··· Material for this exercise ···

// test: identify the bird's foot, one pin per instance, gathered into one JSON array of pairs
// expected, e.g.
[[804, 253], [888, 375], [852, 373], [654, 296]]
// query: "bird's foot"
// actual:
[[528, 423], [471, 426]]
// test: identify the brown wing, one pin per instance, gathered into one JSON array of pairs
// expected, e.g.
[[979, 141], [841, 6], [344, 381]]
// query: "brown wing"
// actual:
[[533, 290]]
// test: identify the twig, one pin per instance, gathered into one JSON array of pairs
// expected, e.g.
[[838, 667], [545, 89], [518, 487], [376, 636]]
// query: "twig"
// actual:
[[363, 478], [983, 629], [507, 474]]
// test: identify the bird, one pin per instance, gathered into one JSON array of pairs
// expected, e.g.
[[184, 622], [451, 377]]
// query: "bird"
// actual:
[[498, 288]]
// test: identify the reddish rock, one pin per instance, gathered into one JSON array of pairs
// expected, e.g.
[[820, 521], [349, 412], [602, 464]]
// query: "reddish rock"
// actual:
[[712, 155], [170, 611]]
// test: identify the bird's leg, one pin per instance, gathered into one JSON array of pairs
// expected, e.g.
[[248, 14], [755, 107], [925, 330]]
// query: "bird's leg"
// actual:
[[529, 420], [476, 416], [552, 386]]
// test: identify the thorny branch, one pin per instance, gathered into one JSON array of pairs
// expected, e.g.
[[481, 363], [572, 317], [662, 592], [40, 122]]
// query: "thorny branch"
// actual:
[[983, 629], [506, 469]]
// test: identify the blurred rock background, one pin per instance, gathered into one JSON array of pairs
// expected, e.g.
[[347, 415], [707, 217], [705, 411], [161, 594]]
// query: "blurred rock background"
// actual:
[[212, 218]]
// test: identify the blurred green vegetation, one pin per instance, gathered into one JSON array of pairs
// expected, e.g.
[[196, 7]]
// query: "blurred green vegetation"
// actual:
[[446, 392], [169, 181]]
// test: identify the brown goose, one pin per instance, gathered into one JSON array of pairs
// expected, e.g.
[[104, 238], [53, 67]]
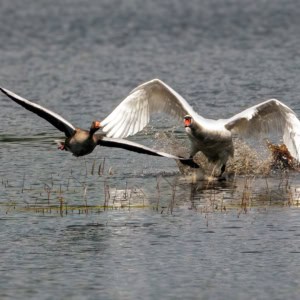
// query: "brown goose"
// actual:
[[82, 142]]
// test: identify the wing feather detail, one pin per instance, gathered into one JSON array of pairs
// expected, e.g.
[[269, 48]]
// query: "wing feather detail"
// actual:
[[271, 116]]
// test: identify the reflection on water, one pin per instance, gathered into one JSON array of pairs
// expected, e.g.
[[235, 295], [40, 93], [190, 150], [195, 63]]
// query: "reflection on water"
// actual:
[[118, 225]]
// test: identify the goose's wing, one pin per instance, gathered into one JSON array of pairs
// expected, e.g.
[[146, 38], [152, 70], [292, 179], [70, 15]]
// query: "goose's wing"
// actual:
[[135, 147], [134, 112], [56, 120], [269, 116]]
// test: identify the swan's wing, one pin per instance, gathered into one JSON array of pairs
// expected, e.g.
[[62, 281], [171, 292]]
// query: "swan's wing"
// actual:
[[56, 120], [135, 147], [269, 116], [134, 112]]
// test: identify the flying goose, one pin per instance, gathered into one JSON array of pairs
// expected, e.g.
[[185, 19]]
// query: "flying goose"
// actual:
[[212, 137], [82, 142]]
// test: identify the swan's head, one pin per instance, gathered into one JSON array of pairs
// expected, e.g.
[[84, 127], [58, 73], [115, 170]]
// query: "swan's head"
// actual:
[[96, 125], [188, 121]]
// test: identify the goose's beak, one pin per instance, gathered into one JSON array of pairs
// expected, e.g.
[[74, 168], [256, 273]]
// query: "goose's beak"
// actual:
[[97, 124]]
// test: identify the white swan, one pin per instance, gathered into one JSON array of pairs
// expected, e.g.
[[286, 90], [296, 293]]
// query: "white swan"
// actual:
[[81, 142], [212, 137]]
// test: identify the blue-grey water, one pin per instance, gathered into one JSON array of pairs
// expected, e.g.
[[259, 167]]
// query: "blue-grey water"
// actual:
[[120, 225]]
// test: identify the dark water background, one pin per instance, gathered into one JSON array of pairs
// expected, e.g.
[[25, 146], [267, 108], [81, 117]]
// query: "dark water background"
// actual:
[[81, 58]]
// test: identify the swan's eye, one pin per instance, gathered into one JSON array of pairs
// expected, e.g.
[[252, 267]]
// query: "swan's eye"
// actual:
[[187, 122]]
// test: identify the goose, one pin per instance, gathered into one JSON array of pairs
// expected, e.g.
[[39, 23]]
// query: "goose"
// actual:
[[82, 142], [214, 138]]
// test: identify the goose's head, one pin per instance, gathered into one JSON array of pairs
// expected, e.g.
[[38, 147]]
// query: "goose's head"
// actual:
[[96, 125], [188, 121]]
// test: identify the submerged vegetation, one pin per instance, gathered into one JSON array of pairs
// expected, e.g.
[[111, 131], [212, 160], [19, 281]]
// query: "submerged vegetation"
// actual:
[[251, 182]]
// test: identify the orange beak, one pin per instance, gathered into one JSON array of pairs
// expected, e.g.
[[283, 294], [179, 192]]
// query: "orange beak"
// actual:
[[187, 122]]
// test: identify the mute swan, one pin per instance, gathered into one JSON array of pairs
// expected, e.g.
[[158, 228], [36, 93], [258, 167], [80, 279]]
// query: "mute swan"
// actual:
[[212, 137]]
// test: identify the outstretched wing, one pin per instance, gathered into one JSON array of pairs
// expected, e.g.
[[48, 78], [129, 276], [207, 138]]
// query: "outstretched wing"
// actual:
[[134, 112], [56, 120], [269, 116], [135, 147]]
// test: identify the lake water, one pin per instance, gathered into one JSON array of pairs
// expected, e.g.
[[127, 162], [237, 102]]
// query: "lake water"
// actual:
[[120, 225]]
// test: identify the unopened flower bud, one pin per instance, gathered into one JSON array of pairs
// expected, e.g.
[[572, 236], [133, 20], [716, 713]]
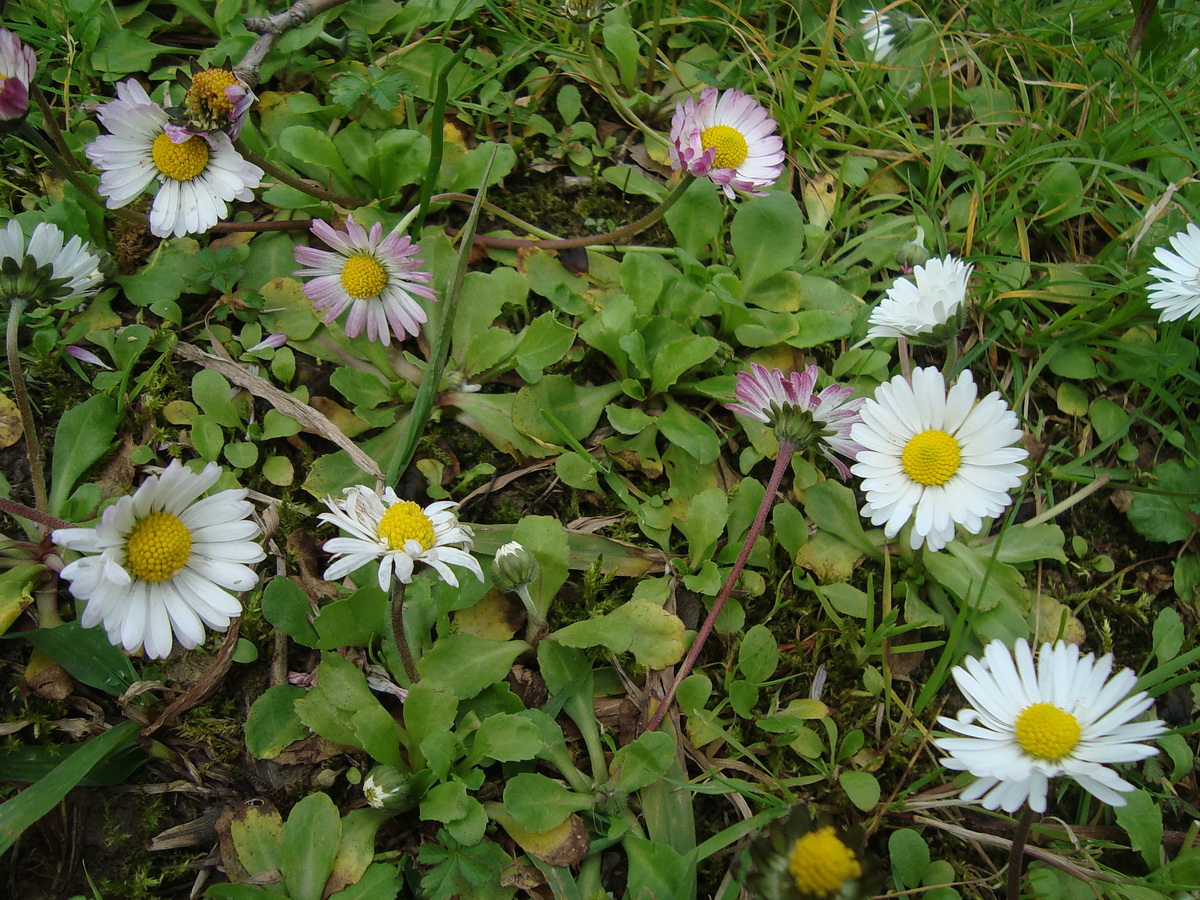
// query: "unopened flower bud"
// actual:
[[514, 567]]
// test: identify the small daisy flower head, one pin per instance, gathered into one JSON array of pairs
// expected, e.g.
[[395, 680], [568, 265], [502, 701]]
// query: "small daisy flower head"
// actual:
[[936, 457], [162, 562], [1026, 725], [397, 534], [929, 307], [727, 138], [17, 67], [377, 279], [877, 34], [197, 178], [802, 858], [798, 414], [1177, 291], [48, 269]]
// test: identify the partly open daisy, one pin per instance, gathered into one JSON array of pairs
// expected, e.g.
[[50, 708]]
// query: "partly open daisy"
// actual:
[[46, 270], [798, 414], [17, 67], [1027, 725], [375, 277], [935, 457], [729, 139], [165, 561], [399, 534], [198, 178], [927, 307], [1177, 291]]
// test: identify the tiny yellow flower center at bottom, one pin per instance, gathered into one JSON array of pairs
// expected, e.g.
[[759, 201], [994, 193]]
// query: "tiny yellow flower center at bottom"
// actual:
[[820, 863], [402, 522], [183, 161], [731, 145], [363, 276], [931, 457], [159, 546], [1047, 732]]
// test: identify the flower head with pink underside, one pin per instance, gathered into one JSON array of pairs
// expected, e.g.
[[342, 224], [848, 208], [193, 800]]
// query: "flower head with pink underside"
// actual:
[[377, 279], [727, 138], [798, 414]]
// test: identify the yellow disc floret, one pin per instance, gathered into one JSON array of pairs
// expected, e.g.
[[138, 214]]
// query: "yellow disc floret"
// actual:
[[183, 161], [159, 547], [364, 277], [731, 147], [931, 457], [821, 863], [403, 522], [1047, 732]]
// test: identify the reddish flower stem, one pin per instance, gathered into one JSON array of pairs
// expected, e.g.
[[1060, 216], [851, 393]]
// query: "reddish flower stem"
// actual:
[[768, 501]]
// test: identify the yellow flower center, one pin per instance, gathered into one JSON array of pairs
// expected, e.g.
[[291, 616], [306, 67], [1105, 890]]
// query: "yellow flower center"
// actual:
[[1047, 732], [183, 161], [405, 522], [159, 546], [731, 147], [821, 863], [364, 277], [931, 457]]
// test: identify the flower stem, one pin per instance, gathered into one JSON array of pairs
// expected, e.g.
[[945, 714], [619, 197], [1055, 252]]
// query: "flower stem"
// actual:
[[786, 450], [400, 636], [1017, 855], [21, 396]]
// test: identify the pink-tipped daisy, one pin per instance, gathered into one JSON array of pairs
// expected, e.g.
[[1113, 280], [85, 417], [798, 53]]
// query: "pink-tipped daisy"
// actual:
[[799, 415], [727, 138], [376, 277]]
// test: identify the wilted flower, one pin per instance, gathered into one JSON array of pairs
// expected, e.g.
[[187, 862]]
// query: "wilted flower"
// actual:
[[397, 534], [197, 177], [373, 276], [1027, 725], [798, 415], [165, 561], [729, 139], [935, 457]]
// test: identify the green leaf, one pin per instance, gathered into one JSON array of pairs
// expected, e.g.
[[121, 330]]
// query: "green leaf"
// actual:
[[273, 723], [84, 433], [311, 838], [21, 811]]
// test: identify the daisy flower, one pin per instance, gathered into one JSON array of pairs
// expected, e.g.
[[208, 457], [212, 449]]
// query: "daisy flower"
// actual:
[[163, 561], [798, 415], [1027, 725], [935, 457], [17, 67], [928, 305], [1177, 291], [877, 34], [729, 139], [399, 534], [47, 269], [198, 178], [375, 279]]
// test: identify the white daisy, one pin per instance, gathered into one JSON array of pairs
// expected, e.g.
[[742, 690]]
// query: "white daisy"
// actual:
[[790, 405], [729, 139], [375, 276], [925, 305], [877, 34], [165, 561], [399, 534], [1027, 725], [198, 178], [939, 459], [73, 270], [17, 67], [1177, 291]]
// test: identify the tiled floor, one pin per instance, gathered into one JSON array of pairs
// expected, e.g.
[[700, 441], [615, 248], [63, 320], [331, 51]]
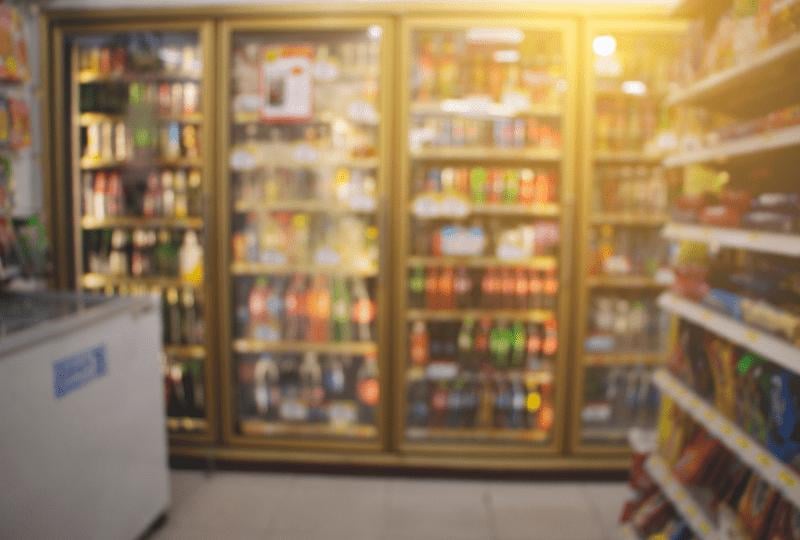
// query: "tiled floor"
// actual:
[[310, 507]]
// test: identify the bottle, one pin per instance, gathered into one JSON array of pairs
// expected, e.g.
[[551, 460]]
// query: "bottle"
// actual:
[[368, 389], [550, 289], [260, 326], [445, 289], [508, 289], [462, 287], [419, 346], [191, 259], [294, 301], [481, 342], [173, 317], [535, 287], [167, 195], [319, 310], [518, 344], [363, 311], [464, 341], [340, 311], [416, 287], [431, 289]]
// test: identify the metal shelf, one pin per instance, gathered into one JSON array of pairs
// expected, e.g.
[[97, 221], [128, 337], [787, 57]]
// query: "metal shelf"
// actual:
[[89, 164], [195, 352], [89, 118], [355, 348], [772, 347], [187, 423], [536, 263], [97, 281], [681, 499], [260, 269], [627, 218], [624, 282], [747, 86], [644, 358], [535, 315], [486, 154], [760, 241], [477, 434], [300, 206], [90, 223], [784, 139], [778, 474], [258, 427]]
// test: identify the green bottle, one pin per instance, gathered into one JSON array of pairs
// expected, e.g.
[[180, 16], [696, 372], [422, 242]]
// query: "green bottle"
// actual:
[[340, 311]]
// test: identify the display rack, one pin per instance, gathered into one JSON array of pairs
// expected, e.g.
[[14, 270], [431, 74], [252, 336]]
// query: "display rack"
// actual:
[[612, 161], [296, 183], [743, 92], [427, 163], [120, 117], [683, 501], [749, 451]]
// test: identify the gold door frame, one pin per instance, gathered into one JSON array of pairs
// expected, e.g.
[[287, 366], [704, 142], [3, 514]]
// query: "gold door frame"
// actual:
[[567, 28], [227, 28], [65, 178], [592, 27]]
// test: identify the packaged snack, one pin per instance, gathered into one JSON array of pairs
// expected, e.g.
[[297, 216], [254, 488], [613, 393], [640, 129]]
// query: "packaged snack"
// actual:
[[756, 505]]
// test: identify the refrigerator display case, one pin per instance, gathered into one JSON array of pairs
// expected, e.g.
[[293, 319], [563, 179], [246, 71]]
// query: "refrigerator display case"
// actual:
[[623, 262], [133, 184], [483, 227], [304, 233]]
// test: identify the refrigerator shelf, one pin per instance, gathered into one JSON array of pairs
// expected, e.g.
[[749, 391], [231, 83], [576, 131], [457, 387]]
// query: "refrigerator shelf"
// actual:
[[748, 450], [536, 315], [91, 223], [353, 348]]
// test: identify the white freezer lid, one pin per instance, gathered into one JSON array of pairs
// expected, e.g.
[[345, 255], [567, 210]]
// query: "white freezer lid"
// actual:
[[31, 318]]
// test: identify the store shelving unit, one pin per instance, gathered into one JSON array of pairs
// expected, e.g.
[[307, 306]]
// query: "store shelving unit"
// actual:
[[747, 450], [683, 501], [612, 158], [744, 91], [301, 391], [770, 346], [108, 126], [750, 240], [425, 103]]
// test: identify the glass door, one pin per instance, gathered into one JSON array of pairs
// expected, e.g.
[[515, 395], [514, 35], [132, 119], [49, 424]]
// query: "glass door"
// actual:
[[137, 104], [483, 217], [304, 253], [623, 259]]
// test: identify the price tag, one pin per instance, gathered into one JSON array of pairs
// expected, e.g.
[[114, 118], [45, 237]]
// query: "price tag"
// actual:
[[787, 479], [751, 336]]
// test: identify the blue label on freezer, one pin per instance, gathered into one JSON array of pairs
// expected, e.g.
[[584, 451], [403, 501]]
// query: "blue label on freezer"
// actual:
[[74, 371]]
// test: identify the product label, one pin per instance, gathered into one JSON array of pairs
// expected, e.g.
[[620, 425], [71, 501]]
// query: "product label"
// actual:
[[75, 371]]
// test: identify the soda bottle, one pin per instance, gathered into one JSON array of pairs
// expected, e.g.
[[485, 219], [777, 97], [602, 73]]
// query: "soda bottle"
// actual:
[[363, 310], [340, 310], [478, 184], [535, 287], [518, 343], [416, 288], [445, 289], [550, 289], [526, 187], [465, 342], [462, 287], [419, 346], [481, 342], [431, 289], [319, 310], [509, 288]]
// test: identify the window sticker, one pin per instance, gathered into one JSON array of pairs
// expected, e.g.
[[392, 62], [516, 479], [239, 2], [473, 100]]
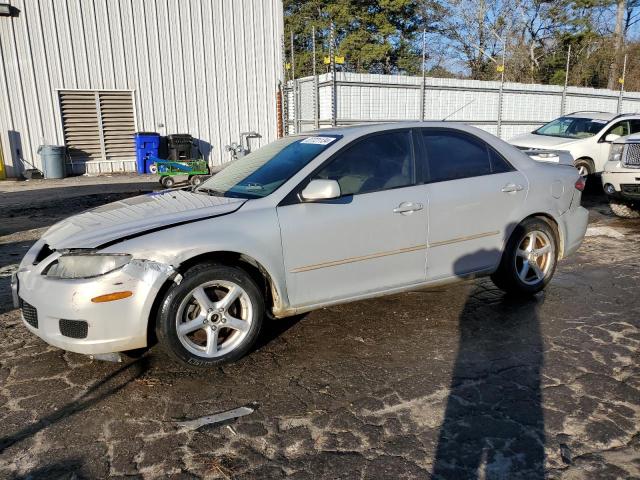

···

Gather every line of the rows above that contains the string "small" and copy each one.

[Written solution]:
// test: identify the small daisy flower head, one pin per instance, gathered into one JSON array of pairs
// query: "small daisy flower head"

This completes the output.